SELECTED TEXT:

---

Description: This tutorial shows how to efficiently record Kinect data into the ROS bag file format, and play it back into the same ROS processing graph.

Tutorial Level: BEGINNER

Motivating use case: We are writing algorithms that process point clouds, and wish to record some benchmark datasets for testing. We can use rosbag to record and play back ROS topics, but how can we best use it to capture the firehose of Kinect data?

(The approach in this tutorial works for any Kinect data, not only point clouds.)

Recording data

Which topics do I need?

Since our end goal is to process point clouds, the obvious solution is to record either the camera/depth/points (XYZ) or camera/depth_registered/points (XYZRGB) topic. Unfortunately the point cloud messages (especially XYZRGB) are extremely memory-inefficent. Let's compare the size of the point cloud and raw image (from which point clouds are produced) topics:

For XYZRGB, the point cloud (32 Bpp) is more than ten times the size of the raw data (3 Bpp). Not only will this waste disk space, it impairs our ability to record point clouds at all. Given an XYZRGB point cloud topic streaming 30fps at size 640x480, and a typical hard disk (data transfer rate 1030 Mbits/s), we can record an upper bound of 13 point clouds per second to disk.

To save both bandwidth and disk space, and for flexibility in later processing, we will save the raw topics (and their associated camera parameters).

---

TASKS TO CARRY OUT:
(A) In the Kinect recording tutorial, what is the upper bound on XYZRGB point clouds per second that can be recorded to a typical hard disk?
(B) Please carry the Kinect recording tutorial forward from its last sentence.

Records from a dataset
---

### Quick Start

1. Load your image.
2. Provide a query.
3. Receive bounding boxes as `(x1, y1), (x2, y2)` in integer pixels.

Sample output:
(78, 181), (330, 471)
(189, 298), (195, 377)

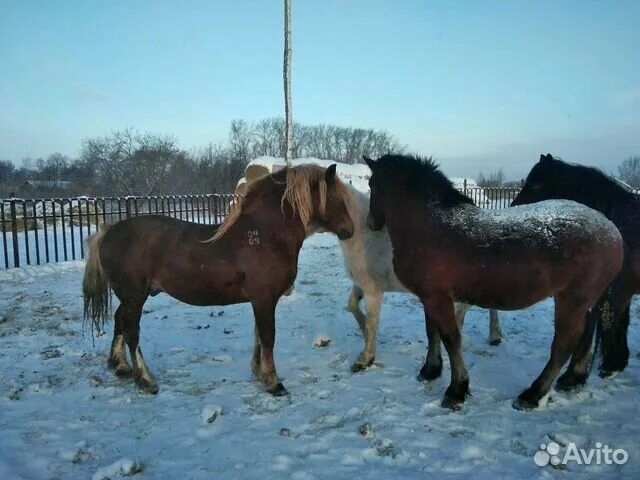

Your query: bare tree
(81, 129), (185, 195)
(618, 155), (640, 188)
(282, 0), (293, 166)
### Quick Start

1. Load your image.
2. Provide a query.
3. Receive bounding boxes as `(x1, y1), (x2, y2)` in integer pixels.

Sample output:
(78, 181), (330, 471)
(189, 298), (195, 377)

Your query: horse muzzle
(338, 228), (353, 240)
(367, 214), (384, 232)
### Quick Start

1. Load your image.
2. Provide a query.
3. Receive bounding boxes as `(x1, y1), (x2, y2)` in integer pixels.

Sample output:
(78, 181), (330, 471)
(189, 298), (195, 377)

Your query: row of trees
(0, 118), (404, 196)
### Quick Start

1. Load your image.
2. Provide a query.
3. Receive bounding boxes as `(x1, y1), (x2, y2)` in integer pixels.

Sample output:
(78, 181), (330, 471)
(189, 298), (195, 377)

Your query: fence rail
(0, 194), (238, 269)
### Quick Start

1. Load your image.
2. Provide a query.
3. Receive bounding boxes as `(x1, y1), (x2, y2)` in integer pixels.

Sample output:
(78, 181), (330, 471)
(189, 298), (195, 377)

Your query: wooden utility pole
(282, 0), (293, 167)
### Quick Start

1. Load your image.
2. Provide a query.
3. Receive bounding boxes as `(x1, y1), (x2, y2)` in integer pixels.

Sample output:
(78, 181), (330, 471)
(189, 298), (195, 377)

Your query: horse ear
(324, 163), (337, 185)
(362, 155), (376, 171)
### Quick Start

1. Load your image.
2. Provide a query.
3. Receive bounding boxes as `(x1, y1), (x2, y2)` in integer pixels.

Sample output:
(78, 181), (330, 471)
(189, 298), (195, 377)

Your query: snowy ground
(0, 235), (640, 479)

---

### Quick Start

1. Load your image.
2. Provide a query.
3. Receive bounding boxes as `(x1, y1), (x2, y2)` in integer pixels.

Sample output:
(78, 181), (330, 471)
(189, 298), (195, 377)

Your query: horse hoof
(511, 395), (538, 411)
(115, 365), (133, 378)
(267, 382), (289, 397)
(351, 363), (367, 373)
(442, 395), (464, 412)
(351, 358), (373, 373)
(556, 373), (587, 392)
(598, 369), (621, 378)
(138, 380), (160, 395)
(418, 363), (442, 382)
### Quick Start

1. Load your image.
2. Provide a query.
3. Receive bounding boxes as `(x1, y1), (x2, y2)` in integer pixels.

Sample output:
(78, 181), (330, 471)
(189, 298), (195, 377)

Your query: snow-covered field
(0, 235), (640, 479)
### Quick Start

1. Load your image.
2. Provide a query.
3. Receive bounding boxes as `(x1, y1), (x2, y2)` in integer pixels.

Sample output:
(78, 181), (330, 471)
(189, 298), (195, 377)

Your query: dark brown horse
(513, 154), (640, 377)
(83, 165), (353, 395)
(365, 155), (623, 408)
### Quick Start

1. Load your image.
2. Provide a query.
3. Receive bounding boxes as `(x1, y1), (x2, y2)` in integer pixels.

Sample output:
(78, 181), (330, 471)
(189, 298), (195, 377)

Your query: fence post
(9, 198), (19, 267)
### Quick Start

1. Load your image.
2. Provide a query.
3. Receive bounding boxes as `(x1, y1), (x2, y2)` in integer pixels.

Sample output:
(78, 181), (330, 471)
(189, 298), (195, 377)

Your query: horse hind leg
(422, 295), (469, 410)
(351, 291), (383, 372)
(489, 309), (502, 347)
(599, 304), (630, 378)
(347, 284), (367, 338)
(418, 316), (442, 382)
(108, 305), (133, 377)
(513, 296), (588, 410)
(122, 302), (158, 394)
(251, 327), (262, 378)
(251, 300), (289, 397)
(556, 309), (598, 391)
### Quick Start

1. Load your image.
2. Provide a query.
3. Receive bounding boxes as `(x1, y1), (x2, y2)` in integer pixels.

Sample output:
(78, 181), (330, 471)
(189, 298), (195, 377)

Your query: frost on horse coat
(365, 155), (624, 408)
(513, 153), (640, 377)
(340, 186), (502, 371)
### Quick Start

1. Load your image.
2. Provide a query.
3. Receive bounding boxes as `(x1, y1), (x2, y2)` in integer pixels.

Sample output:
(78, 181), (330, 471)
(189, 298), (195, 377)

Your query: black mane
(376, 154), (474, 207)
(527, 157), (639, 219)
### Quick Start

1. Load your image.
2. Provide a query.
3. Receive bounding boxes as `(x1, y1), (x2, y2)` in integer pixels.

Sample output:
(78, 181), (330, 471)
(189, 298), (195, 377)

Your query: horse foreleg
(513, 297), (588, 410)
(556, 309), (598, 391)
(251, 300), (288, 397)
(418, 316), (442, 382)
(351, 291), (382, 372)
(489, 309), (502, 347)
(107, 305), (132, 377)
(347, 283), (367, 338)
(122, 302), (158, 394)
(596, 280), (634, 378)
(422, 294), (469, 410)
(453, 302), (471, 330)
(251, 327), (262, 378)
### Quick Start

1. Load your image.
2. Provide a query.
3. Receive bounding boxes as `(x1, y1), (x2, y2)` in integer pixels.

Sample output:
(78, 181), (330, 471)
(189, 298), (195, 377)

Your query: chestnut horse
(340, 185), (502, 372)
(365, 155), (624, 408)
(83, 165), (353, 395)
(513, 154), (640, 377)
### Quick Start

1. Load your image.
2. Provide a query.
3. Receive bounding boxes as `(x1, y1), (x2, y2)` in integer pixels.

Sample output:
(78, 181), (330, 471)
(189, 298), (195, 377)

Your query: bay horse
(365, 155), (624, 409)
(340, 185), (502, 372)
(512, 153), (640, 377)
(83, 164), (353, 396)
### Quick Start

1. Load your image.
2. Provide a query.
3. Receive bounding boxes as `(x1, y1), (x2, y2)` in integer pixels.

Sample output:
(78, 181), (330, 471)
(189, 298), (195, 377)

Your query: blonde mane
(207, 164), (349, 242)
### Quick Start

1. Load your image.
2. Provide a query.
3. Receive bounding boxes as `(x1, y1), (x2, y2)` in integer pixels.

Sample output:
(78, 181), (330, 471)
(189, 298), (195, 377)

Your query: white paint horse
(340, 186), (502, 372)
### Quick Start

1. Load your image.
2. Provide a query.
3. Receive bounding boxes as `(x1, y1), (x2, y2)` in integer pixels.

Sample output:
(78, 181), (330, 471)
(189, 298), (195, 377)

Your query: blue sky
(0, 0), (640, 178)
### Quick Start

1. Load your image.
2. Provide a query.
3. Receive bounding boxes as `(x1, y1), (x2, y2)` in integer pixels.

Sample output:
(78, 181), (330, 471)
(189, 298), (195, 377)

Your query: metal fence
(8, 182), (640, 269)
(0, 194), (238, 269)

---

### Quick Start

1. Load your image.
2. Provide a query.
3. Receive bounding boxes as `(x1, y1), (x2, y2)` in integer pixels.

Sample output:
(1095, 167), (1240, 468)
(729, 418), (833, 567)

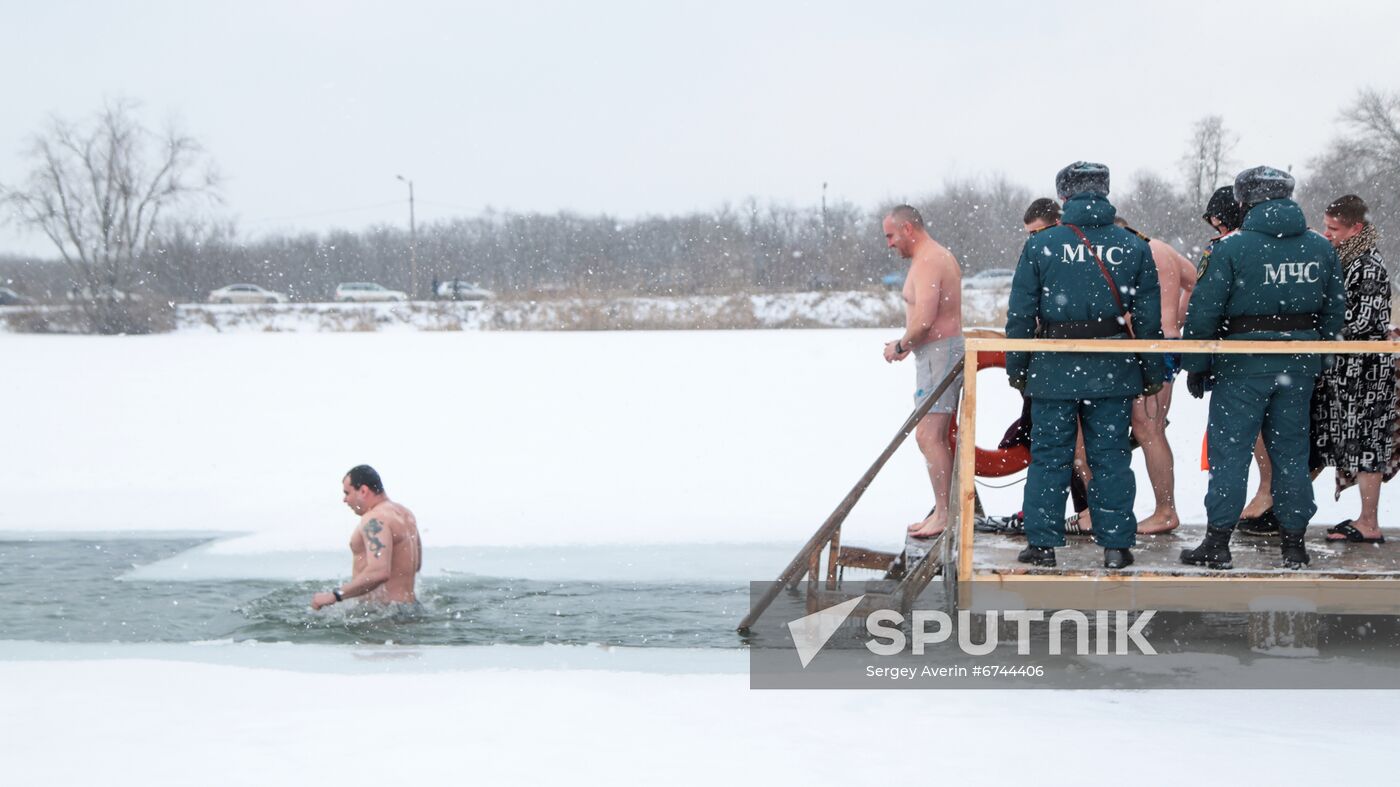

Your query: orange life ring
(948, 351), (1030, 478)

---

ANSWERS FOR THE EXERCISE:
(A) 13 point clouds per second.

(B)
If you do not need color (XYZ-only point clouds), record:

• camera/depth/image_raw

• camera/depth/camera_info

If you want XYZRGB point clouds, make sure that OpenNI registration is enabled and record:

• camera/depth_registered/image_raw

• camera/depth_registered/camera_info

• camera/rgb/image_raw

• camera/rgb/camera_info

The point clouds will be reconstructed on-the-fly in playback.

Registered or unregistered

If you have fully calibrated your Kinect (intrinsics and extrinsics), you may instead record:

• camera/depth/image_raw

• camera/depth/camera_info

• camera/rgb/image_raw

• camera/rgb/camera_info

• /tf

This is more flexible, as you retain the original (unregistered) depth images. The depth-to-RGB registration performed by openni_launch can do as well or better than OpenNI, but does require extra calibration effort from the user.

/tf is needed for the relative transform between the depth and RGB cameras, queried through tf. If you record this, use the publish_tf:=false argument (new in Fuerte) to openni_launch during playback.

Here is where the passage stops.